Continue the article comparing Suncor and TD Bank as RRSP picks, starting right after its last sentence.

_Study text_
----
Canadian investors are searching for top TSX stocks to add to their Registered Retirement Savings Plans (RRSP) in the hopes of generating solid long-term total returns. Suncor (TSX:SU) and TD Bank (TSX:TD) are down from their 12-month highs, and contrarian investors are wondering if one might be undervalued and set to deliver decent upside through the end of the year.
Suncor trades near $44.50 per share at the time of writing. That’s pretty close to the price the stock fetched in early 2020 right before the pandemic meltdown in the energy sector and the subsequent recovery through 2021 and 2022.
Suncor’s large oil sands peers, however, currently trade as much as 100% above their pre-pandemic prices.
What’s the story?
Suncor slashed the dividend by 55% in the early days of the pandemic. Most of the other Canadian energy giants maintained or raised their payouts in 2020. Suncor eventually bumped the payout back up again in 2021 and through 2022, and the current quarterly distribution of $0.52 per share is a record high for the business, but investors still aren’t impressed.
----
_Listed records_
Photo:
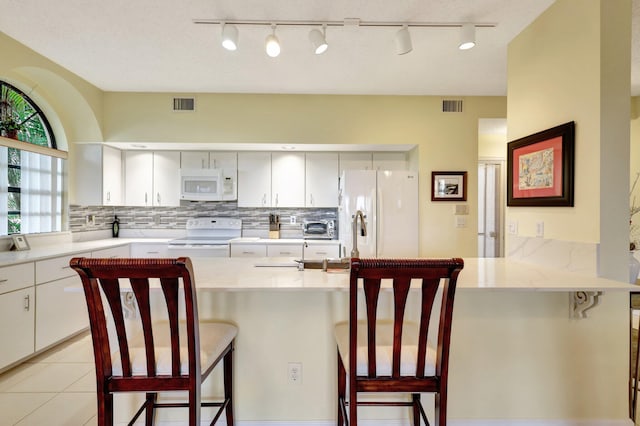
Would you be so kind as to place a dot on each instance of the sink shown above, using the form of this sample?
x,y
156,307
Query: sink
x,y
325,264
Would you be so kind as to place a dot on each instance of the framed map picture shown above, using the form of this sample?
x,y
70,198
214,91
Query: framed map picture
x,y
540,168
448,186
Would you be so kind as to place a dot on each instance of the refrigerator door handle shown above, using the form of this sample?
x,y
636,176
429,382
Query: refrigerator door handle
x,y
380,223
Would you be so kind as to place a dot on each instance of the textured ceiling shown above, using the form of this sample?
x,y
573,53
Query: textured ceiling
x,y
154,46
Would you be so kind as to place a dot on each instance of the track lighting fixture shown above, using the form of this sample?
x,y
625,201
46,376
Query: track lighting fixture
x,y
467,37
403,41
272,44
318,40
229,36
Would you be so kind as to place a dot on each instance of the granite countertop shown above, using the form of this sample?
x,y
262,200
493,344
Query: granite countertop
x,y
241,274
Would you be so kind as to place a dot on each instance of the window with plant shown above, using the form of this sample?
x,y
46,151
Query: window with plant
x,y
30,182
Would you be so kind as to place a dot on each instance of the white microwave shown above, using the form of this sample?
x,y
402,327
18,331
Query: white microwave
x,y
208,184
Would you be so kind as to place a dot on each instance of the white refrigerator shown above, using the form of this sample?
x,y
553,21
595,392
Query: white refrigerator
x,y
389,201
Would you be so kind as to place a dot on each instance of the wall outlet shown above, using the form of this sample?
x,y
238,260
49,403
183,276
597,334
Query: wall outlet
x,y
294,373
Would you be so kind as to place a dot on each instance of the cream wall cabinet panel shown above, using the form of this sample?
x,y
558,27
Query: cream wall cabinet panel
x,y
56,268
321,251
59,313
16,277
254,179
208,160
98,175
17,322
223,160
390,161
149,250
321,179
138,175
194,160
166,178
355,161
248,250
287,179
111,252
284,250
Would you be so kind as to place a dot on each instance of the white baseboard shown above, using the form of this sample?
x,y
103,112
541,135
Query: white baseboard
x,y
452,422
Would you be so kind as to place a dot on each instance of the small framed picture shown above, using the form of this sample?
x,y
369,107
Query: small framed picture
x,y
448,186
20,243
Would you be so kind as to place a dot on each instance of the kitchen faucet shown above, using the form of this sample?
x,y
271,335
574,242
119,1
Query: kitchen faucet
x,y
354,232
301,263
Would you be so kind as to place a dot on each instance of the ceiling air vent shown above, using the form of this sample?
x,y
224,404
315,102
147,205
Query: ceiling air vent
x,y
451,105
184,104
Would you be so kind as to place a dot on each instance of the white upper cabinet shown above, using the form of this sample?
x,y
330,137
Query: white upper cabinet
x,y
287,179
390,161
254,179
152,178
321,179
138,178
98,175
166,178
208,160
355,161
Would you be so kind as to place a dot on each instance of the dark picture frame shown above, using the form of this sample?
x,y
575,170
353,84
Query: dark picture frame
x,y
20,243
448,186
540,168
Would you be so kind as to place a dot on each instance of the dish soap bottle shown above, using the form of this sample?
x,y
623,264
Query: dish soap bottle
x,y
115,227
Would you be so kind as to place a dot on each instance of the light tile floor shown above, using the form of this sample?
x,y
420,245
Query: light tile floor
x,y
56,388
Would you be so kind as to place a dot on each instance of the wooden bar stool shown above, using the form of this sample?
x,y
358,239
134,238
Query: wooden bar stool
x,y
167,354
394,356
----
_Response for this exercise_
Suncor also struggled with safety issues at its sites. Turbulence in the executive suite emerged last year after an activist shareholder put pressure on the board to shake up management. The chief executive officer left the firm last summer, and the board is still looking for a permanent replacement.
On the positive side, Suncor used the cash windfall over the past two years to reduce debt and buy back stock while the share price languished. The company intends to repurchase up to 10% of the outstanding common stock over the next 12 months under the renewed share-buyback plan and will continue to reduce net debt. These moves will benefit shareholders over the long run.
Oil bulls expect the price of West Texas Intermediate oil to move higher through the year with some pundits calling for a return to US$100 per barrel. If that turns out to be the case, Suncor stock looks cheap today. At the time of writing, investors can get a 4.7% dividend yield.
Investors who bought TD stock at the 2022 low near $78 in July are already sitting on some nice gains. TD trades near $93 right now compared to $109 at the peak last year.
The market is trying to figure out if the steep rise in interest rates designed to bring down inflation will eventually trigger a sharp economic downturn, heavy job losses, and a spike in mortgage defaults. TD and its Canadian peers hold large Canadian residential mortgage portfolios. Home prices are already down, but a plunge caused by a wave of listings could result in the banks being stuck with properties that are worth less than the amount owed on the loans.
For the moment, economists predict a mild and short recession. The jobs market remains robust and the Canadian banks say that commercial and retail customers are sitting on large savings. This should help mitigate the damage from the rate hikes.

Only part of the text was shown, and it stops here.